◆ VORLIEGENDER TEXT ◆
Torun – Die Kugel das erste Mal über zwölf Meter gestoßen, beim Weitsprung selbst überrascht. Und das alles bei einer Weltmeisterschaft.
Der 5,24-Meter-Satz in die Grube reichte aus für die Goldmedaille und die 12,19 Meter im Kugelstoßen für Silber.
Einen besseren Start für diese Hallenwelttitelkämpfe in der polnischen Stadt Torun hätte sich Tatjana Schilling (TSV Korbach) nicht wünschen können. Sie ist eine von den 475 deutschen Leichtathleten, die an diesen Hallenwelttitelkämpfen teilnehmen. Rund 4700 Sportler aus 80 Nationen gehen an den Start.

◆ ZU BEARBEITENDE AUFGABEN ◆
#1 Beantworten Sie anhand des Textes über die Hallenwelttitelkämpfe in Torun folgende Fragen:
(a) Welche Medaille brachten Tatjana Schilling die 12,19 Meter im Kugelstoßen ein?
(b) Für welchen Verein startet Tatjana Schilling?
(c) Aus wie vielen Nationen kommen die Sportler, die an den Start gehen?
#2 Prüfen Sie, ob die folgenden Aussagen mit dem Text über die Hallenwelttitelkämpfe in Torun übereinstimmen. Antworten Sie jeweils mit Ja oder Nein, und belegen Sie Ihre Antwort mit dem wörtlichen Zitat.
(a) Tatjana Schilling gewann im Kugelstoßen die Goldmedaille.
(b) Die Titelkämpfe werden in einer polnischen Stadt ausgetragen.
(c) Rund 4700 Sportler gehen an den Start.
#3 Geben Sie den Abschnitt des Textes über die Hallenwelttitelkämpfe in Torun von „Torun – Die“ bis „an den Start.“ wortgetreu wieder.

[Extrahierte Einträge]
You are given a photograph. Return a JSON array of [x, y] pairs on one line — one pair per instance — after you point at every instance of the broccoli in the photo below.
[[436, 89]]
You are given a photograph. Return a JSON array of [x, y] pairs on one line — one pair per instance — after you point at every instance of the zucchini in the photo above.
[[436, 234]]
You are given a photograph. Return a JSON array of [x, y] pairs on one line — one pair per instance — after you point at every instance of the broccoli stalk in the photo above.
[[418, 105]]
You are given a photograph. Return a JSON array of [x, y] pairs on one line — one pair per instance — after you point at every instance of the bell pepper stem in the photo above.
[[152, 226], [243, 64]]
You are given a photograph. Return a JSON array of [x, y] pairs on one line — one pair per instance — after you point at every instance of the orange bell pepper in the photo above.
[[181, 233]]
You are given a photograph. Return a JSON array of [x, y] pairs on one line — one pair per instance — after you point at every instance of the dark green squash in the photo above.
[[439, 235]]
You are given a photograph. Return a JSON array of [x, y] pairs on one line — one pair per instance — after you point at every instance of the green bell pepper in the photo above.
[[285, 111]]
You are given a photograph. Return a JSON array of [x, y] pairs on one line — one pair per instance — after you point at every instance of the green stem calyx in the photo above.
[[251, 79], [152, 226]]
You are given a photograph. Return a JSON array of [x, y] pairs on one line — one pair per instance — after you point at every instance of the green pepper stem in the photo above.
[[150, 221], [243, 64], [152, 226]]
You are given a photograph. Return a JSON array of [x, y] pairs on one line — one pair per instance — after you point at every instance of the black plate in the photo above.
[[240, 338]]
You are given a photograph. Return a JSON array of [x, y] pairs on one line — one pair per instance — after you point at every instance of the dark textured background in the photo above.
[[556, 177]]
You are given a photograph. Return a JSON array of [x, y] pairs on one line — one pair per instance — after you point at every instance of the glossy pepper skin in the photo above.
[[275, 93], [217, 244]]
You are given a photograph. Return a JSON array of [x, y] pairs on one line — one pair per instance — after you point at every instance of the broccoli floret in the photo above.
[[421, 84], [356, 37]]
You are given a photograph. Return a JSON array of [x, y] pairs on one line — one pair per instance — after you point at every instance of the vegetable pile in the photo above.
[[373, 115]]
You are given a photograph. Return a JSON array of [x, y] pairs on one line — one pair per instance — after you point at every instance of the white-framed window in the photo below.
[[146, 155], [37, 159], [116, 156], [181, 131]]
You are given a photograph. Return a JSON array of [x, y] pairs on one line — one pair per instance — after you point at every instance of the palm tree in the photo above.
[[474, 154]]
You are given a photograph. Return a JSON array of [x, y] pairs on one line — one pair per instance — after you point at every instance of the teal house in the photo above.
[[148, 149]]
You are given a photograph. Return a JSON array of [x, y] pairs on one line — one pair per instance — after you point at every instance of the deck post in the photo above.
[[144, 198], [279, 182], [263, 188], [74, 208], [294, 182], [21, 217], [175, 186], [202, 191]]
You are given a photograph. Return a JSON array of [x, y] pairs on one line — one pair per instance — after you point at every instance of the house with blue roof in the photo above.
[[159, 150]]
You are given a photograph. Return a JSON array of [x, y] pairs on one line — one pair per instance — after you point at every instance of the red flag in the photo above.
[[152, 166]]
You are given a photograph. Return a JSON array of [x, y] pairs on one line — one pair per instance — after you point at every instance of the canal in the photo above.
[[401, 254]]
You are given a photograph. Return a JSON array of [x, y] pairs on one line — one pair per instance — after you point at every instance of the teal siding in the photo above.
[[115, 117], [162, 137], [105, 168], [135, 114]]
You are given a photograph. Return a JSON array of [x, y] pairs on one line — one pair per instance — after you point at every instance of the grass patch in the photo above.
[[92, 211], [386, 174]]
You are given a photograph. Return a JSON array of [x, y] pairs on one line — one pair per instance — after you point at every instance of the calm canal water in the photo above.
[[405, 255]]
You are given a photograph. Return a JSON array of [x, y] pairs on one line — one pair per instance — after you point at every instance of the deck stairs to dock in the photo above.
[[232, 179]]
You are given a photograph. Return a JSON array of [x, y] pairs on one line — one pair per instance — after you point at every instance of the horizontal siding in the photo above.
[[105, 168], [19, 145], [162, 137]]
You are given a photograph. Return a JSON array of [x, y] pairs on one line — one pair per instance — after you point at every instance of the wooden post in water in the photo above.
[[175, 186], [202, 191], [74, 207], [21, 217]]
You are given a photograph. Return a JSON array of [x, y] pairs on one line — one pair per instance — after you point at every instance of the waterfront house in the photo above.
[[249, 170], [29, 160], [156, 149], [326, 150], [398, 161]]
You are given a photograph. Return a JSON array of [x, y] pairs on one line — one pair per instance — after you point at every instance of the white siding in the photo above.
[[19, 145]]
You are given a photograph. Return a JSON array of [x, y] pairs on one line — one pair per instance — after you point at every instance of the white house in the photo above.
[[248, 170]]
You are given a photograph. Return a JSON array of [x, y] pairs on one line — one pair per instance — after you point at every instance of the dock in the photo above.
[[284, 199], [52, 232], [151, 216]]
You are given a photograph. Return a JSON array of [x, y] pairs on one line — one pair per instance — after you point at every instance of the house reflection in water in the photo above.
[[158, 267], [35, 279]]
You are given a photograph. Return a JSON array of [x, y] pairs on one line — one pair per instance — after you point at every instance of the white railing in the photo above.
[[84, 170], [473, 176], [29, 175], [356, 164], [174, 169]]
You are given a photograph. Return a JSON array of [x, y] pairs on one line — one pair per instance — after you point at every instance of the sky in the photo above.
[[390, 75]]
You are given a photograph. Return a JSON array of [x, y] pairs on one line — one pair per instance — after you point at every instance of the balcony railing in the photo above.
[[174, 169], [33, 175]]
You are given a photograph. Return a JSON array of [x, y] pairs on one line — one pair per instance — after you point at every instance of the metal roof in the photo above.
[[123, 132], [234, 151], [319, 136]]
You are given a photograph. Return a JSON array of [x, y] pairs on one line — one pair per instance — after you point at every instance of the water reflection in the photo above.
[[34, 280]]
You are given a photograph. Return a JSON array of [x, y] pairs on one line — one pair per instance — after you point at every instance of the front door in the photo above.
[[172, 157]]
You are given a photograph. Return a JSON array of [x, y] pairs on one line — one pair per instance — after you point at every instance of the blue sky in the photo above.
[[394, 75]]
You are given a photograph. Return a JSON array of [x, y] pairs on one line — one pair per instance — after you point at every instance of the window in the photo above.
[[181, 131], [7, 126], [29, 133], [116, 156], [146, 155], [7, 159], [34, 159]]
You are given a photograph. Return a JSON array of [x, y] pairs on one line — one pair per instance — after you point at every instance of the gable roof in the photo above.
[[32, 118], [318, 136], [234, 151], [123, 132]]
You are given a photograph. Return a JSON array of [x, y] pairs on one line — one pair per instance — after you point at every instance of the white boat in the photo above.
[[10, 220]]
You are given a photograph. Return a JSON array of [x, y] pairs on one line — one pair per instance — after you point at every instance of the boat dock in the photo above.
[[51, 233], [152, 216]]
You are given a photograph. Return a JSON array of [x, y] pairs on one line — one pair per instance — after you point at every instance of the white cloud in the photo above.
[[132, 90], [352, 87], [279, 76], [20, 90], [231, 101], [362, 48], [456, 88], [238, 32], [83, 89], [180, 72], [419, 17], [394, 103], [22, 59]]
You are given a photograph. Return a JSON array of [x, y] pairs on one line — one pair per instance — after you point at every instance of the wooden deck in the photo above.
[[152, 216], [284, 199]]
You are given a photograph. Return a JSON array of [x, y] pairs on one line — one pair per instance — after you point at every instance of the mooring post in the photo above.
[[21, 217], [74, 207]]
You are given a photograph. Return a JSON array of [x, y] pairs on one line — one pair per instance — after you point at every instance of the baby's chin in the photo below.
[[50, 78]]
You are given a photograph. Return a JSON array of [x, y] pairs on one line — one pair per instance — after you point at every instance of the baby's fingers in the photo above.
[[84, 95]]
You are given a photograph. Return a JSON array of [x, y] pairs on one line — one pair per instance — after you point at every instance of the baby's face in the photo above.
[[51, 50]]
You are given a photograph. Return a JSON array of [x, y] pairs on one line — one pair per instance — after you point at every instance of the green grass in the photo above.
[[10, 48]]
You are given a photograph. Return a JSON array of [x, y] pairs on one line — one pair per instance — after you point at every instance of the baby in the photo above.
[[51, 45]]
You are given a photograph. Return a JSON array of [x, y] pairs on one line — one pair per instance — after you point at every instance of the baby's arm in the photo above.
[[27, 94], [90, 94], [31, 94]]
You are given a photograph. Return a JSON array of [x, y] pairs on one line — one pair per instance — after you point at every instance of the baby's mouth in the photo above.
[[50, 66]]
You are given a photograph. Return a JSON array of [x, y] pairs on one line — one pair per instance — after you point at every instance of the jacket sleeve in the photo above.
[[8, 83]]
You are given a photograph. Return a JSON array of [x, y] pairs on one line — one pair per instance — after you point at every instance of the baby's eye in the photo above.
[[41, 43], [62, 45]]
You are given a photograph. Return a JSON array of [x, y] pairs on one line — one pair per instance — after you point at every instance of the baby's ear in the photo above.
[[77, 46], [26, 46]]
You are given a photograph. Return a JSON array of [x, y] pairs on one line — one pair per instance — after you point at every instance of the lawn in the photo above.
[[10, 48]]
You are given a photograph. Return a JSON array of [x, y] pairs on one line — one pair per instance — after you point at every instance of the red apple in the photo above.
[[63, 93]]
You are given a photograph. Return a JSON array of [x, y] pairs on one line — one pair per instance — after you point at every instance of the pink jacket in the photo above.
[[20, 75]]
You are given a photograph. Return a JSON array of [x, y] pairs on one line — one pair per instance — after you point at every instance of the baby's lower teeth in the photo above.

◆ DIE LÖSUNGEN ◆
#1
(a) Silber
(b) TSV Korbach
(c) Aus 80 Nationen

#2
(a) Nein: „die 12,19 Meter im Kugelstoßen für Silber“
(b) Ja: „in der polnischen Stadt Torun“
(c) Ja: „Rund 4700 Sportler aus 80 Nationen gehen an den Start.“

#3
Torun – Die Kugel das erste Mal über zwölf Meter gestoßen, beim Weitsprung selbst überrascht. Und das alles bei einer Weltmeisterschaft.
Der 5,24-Meter-Satz in die Grube reichte aus für die Goldmedaille und die 12,19 Meter im Kugelstoßen für Silber.
Einen besseren Start für diese Hallenwelttitelkämpfe in der polnischen Stadt Torun hätte sich Tatjana Schilling (TSV Korbach) nicht wünschen können. Sie ist eine von den 475 deutschen Leichtathleten, die an diesen Hallenwelttitelkämpfen teilnehmen. Rund 4700 Sportler aus 80 Nationen gehen an den Start.